▶ DIRECTIONS FOR THIS TASK
Return the entries below without alteration, starting with the line that contains "The scan above contains the watch" and going on through the line that contains "[79,173,250,322]", with both of those lines included; return nothing else.

▶ RECORDS PROVIDED

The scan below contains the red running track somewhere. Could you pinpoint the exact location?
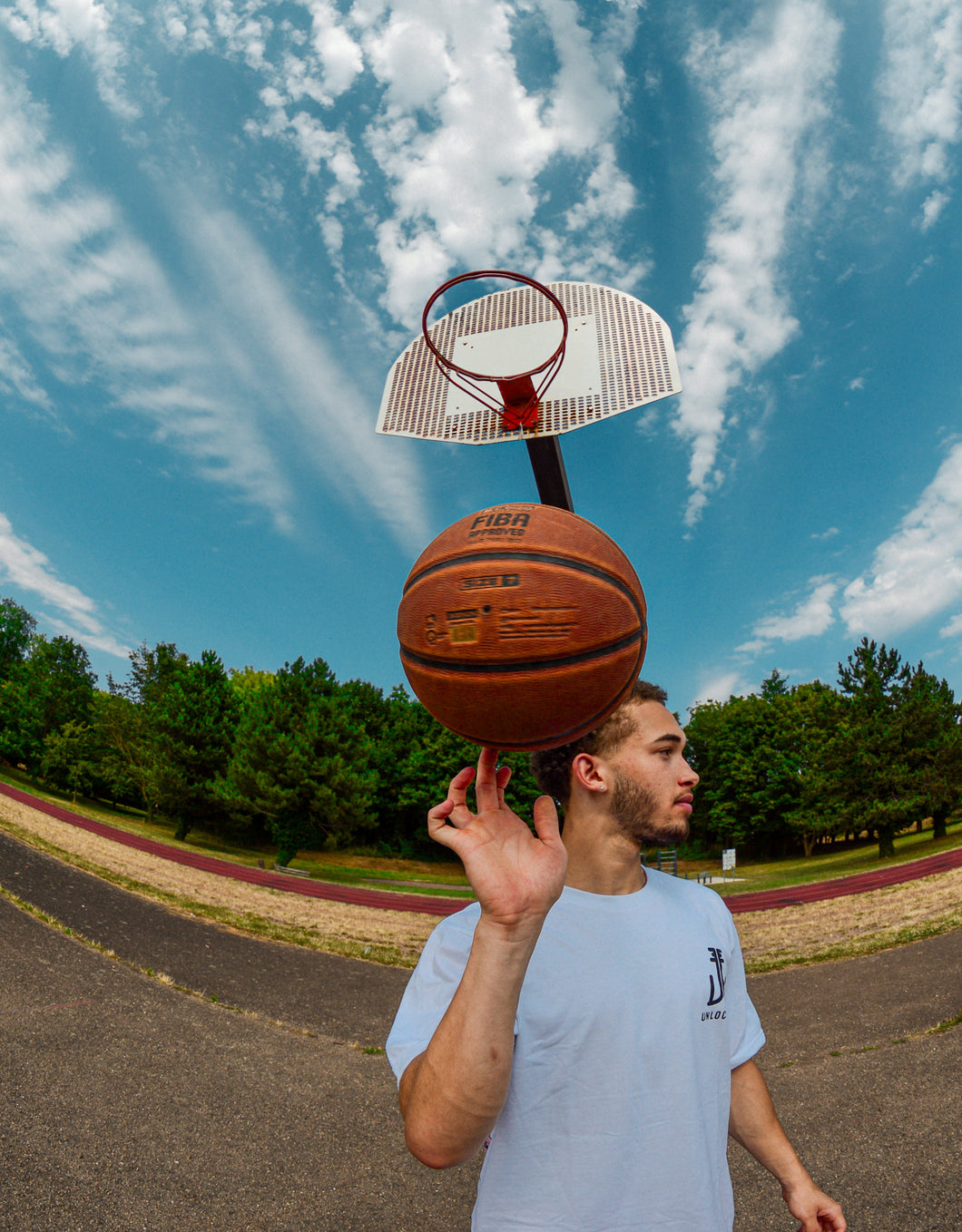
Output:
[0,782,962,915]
--
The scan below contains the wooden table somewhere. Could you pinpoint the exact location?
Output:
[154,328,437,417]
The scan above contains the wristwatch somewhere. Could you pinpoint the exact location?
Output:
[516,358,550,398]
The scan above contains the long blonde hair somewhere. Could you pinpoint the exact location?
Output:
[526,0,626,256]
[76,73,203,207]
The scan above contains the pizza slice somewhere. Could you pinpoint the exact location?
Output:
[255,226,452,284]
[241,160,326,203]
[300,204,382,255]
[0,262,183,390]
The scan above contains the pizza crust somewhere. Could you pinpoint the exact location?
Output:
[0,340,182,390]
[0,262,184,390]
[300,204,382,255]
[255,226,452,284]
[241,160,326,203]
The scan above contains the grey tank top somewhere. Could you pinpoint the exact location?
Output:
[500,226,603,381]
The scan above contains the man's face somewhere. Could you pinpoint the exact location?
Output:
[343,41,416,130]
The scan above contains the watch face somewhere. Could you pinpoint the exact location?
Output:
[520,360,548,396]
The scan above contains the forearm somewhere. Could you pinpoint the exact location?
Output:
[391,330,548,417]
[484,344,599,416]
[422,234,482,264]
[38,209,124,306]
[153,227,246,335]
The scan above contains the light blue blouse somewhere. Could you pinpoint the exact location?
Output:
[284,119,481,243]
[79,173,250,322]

▶ FINAL RESULT
The scan above contains the watch face somewhere. Could you pinpoint the exact location?
Output:
[520,360,548,396]
The scan above contains the forearm somewhere. Could you pinpoint the exact location?
Output:
[391,330,548,417]
[484,344,599,416]
[422,234,482,264]
[38,209,124,306]
[153,227,246,335]
The scan above contains the light blue blouse somewhere. Could you pinpoint the exact location?
Output:
[284,119,481,243]
[79,173,250,322]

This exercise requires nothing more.